• [WHAT YOU WILL DO]: Copy out the lines of the listing below word for word, starting at the line containing "Would you please identify the eye" and ending at the line containing "column 298, row 107".

- - - - -

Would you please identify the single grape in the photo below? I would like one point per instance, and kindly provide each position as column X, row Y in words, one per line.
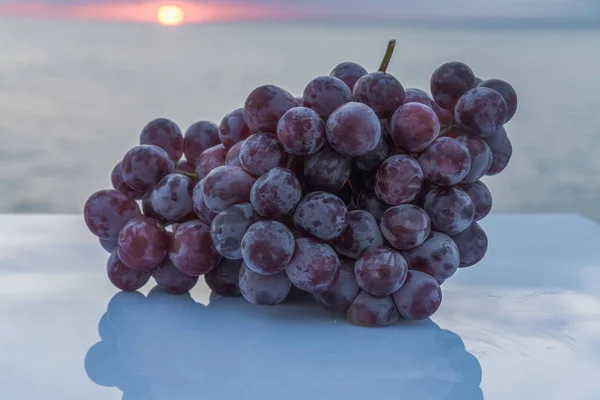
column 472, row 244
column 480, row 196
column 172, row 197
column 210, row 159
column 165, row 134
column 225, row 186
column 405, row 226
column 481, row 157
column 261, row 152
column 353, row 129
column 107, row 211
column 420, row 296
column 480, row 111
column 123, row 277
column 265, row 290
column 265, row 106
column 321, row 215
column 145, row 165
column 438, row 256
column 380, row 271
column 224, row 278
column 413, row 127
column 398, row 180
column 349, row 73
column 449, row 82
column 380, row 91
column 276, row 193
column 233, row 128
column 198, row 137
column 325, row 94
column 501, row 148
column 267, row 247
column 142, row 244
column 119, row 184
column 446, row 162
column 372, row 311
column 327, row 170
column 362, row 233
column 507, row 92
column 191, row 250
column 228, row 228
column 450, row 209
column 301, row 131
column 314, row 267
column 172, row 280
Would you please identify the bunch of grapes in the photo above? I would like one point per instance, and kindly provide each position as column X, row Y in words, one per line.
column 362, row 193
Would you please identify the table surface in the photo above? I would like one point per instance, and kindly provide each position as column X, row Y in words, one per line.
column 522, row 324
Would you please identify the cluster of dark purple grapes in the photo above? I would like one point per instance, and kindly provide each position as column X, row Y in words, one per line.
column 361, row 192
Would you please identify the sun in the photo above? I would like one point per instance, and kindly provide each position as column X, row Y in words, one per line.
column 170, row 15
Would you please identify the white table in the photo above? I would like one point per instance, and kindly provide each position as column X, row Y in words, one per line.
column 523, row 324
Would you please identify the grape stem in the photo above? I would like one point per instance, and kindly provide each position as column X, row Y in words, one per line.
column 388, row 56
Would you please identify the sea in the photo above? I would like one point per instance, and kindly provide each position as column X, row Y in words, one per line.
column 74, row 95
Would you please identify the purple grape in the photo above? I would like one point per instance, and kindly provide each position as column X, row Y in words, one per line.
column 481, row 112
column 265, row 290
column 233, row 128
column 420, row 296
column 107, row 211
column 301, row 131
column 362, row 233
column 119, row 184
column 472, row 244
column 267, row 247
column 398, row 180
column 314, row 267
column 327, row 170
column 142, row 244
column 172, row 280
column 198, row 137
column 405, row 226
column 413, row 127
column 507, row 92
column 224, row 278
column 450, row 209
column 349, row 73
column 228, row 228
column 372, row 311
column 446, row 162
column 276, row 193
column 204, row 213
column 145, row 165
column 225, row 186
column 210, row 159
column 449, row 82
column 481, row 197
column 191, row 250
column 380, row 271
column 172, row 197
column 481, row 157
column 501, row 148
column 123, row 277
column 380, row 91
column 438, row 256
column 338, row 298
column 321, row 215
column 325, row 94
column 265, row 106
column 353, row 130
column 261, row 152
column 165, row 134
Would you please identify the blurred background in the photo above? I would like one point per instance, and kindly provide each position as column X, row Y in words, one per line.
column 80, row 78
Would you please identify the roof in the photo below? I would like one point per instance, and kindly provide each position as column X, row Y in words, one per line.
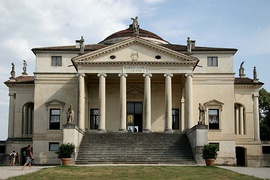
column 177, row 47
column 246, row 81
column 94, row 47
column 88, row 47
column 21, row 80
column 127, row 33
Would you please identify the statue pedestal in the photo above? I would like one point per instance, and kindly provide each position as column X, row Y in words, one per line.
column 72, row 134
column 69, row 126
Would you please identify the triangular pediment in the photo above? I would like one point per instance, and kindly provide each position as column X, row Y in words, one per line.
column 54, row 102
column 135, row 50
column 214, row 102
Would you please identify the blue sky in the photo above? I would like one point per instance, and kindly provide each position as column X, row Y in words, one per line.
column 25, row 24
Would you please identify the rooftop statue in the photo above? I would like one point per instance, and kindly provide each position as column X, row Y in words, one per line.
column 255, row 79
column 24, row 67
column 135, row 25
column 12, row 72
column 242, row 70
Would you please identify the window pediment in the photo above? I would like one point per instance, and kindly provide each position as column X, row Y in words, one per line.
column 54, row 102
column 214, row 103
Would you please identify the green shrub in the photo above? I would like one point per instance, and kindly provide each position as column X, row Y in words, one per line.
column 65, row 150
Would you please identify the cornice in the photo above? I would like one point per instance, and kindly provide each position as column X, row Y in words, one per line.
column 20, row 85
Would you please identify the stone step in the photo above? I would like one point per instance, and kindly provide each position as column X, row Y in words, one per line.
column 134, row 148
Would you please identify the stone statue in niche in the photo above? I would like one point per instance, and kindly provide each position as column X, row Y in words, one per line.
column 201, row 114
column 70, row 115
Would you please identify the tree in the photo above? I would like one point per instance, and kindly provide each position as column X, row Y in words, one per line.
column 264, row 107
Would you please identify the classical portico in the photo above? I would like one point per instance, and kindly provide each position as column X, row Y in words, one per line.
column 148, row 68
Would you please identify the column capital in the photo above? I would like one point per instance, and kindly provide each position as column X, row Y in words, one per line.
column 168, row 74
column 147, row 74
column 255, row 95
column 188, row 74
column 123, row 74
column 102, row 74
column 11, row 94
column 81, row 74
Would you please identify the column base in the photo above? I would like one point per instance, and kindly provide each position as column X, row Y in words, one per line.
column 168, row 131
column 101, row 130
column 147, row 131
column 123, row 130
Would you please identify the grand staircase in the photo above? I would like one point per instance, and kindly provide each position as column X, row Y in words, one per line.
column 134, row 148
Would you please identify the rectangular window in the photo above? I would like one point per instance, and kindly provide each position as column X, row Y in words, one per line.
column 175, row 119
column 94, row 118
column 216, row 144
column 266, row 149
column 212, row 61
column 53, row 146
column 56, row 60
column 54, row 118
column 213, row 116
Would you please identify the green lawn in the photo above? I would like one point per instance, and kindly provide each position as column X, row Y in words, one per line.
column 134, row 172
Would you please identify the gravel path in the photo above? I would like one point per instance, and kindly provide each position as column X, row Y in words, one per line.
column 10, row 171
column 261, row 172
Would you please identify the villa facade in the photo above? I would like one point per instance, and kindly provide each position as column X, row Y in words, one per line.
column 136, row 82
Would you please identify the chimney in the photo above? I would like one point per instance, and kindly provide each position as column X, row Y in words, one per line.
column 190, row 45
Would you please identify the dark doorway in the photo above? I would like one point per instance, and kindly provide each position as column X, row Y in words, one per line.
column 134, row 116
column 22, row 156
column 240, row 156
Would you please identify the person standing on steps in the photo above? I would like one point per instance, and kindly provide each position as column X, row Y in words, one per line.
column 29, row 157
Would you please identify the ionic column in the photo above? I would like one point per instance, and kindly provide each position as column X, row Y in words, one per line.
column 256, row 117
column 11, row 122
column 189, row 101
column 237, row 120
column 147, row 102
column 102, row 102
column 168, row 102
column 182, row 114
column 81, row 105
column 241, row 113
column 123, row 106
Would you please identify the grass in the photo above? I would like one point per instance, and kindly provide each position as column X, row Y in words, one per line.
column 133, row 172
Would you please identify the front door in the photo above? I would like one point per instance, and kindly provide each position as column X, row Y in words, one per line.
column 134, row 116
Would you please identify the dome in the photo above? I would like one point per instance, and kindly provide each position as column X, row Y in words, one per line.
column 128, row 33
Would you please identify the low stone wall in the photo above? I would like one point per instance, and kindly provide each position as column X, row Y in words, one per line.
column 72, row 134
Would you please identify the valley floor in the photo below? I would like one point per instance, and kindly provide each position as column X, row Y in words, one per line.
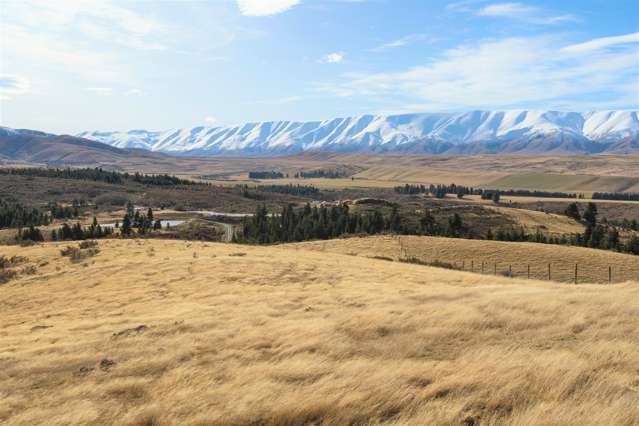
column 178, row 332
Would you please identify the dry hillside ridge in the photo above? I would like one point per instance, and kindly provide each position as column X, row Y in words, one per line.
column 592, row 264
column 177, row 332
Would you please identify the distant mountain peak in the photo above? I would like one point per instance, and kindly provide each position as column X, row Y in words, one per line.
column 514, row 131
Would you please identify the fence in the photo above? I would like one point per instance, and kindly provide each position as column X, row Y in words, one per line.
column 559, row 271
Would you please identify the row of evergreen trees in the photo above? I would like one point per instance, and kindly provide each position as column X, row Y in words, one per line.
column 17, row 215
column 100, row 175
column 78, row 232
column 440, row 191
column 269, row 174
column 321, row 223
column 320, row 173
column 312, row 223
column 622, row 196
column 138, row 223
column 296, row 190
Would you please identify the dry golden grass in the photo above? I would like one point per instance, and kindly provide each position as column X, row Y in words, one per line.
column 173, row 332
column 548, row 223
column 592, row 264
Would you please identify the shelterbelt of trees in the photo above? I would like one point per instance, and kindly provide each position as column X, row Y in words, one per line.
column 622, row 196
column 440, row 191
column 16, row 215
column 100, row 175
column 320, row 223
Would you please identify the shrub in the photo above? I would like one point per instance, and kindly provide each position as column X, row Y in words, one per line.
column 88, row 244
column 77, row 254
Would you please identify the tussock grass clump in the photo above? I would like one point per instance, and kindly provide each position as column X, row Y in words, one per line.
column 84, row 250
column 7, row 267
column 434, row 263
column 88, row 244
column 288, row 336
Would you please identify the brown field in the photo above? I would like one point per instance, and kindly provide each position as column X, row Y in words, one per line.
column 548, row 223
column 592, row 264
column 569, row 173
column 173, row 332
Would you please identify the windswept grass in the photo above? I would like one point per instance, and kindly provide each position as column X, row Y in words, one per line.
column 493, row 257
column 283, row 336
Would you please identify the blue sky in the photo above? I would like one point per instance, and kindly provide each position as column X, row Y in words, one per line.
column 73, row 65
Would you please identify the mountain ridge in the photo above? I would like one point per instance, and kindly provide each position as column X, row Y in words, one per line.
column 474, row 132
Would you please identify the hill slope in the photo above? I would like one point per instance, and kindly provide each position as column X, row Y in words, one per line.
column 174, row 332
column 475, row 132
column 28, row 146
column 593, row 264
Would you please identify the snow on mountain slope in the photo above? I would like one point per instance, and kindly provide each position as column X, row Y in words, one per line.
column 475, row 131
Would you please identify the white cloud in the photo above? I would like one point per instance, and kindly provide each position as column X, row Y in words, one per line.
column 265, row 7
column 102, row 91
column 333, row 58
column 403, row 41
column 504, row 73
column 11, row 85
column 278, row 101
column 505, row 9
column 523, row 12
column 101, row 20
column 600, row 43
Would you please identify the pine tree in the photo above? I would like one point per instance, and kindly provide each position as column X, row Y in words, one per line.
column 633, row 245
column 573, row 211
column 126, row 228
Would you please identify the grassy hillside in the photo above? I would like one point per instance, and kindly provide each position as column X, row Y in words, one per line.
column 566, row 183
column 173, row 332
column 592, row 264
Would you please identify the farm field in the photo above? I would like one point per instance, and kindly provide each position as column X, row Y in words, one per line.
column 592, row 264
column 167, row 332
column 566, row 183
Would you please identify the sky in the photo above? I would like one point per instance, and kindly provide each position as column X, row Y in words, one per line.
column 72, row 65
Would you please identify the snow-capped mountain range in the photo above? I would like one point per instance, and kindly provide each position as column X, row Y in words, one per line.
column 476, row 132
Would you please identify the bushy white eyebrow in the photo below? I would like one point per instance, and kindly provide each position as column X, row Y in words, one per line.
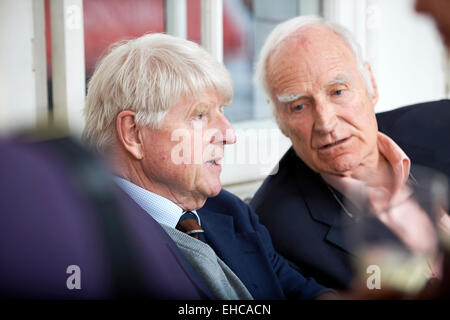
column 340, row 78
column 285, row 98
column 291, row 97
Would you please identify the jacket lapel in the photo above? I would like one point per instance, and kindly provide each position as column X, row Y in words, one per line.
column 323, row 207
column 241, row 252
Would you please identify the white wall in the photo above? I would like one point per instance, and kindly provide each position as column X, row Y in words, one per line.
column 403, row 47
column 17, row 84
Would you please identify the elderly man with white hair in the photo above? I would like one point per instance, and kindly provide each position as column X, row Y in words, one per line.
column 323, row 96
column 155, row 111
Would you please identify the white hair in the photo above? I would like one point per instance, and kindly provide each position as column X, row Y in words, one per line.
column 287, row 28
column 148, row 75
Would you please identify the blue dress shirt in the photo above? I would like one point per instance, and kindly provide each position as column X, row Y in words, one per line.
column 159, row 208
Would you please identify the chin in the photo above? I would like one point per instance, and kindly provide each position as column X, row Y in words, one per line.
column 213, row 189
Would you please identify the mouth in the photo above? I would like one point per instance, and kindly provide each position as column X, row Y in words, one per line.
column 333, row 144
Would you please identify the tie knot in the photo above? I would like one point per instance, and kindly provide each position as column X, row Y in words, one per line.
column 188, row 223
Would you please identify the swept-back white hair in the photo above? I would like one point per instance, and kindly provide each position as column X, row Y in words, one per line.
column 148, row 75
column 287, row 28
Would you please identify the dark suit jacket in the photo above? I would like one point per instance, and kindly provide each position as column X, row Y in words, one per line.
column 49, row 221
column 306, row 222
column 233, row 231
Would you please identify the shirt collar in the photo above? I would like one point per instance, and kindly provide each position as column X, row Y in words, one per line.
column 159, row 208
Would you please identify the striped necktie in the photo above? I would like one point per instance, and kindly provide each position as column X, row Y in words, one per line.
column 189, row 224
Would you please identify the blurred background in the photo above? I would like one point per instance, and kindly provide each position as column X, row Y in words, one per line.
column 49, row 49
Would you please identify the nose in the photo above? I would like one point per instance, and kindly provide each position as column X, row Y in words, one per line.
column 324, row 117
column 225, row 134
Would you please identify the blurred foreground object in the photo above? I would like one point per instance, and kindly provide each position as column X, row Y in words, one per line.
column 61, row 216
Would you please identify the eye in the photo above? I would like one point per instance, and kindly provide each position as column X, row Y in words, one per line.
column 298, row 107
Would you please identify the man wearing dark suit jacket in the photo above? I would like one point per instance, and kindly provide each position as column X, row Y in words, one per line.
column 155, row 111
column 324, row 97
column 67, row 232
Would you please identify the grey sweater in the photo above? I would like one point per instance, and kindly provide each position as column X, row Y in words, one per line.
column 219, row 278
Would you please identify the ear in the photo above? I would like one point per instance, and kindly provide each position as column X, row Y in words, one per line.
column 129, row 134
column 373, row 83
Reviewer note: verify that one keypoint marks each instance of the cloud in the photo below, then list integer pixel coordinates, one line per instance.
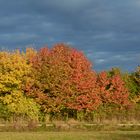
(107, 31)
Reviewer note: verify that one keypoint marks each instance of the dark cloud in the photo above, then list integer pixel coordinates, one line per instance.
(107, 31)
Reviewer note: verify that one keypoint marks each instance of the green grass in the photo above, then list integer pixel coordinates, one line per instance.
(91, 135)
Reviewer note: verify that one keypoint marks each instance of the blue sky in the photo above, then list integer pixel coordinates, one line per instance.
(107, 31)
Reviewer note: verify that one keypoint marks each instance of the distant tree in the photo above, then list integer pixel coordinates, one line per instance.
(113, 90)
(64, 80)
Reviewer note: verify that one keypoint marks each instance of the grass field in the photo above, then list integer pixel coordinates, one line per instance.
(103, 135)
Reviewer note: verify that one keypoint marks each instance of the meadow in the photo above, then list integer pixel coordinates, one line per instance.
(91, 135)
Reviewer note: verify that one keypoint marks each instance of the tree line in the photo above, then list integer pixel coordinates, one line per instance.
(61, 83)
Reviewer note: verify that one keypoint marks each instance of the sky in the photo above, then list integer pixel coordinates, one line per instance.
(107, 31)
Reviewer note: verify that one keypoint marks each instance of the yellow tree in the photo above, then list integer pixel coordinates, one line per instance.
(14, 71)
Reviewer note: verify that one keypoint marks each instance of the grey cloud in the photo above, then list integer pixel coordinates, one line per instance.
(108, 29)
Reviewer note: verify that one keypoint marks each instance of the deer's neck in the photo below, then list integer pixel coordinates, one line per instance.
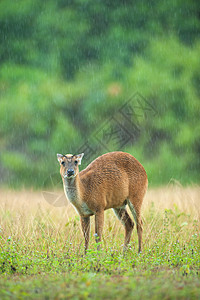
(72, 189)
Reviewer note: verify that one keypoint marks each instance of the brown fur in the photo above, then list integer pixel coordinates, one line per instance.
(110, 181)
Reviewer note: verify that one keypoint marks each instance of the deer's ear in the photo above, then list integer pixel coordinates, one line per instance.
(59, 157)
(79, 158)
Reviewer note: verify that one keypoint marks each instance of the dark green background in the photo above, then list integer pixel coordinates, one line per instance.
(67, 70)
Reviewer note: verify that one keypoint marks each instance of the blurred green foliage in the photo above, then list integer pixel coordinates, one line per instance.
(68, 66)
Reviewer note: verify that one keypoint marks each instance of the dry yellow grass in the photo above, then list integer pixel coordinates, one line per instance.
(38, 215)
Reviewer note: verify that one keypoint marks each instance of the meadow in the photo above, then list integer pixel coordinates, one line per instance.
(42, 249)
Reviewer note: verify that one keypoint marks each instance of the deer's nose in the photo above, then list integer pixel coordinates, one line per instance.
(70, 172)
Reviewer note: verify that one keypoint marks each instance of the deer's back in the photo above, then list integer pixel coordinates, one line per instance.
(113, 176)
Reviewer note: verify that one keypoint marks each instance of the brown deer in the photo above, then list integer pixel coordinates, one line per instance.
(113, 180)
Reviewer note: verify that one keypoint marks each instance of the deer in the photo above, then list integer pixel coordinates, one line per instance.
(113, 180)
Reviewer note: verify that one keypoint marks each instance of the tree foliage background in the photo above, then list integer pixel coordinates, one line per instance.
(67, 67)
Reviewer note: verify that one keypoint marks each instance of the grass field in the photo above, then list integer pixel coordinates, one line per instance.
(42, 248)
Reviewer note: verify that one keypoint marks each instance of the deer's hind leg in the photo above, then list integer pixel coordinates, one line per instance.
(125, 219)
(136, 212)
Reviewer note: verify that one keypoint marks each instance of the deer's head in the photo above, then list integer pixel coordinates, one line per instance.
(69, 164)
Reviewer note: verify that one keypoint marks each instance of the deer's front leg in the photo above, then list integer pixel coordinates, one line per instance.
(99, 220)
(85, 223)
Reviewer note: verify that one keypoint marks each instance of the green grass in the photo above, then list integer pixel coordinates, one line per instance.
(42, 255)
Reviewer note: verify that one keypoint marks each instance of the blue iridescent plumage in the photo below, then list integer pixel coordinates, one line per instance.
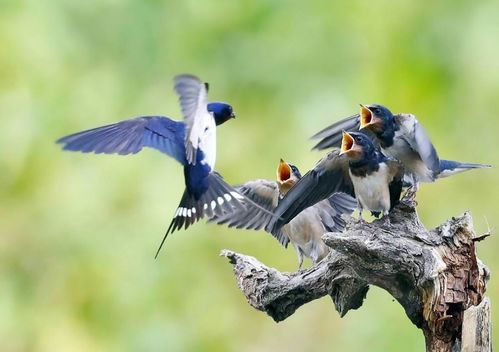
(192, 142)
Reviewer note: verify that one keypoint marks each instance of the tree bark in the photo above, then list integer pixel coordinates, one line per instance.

- - - - -

• [TASK RESULT]:
Would you please identify the eye in the photo above? I would like one point per instance, and kindly provide each position as column X, row Y in words, one per line.
column 298, row 107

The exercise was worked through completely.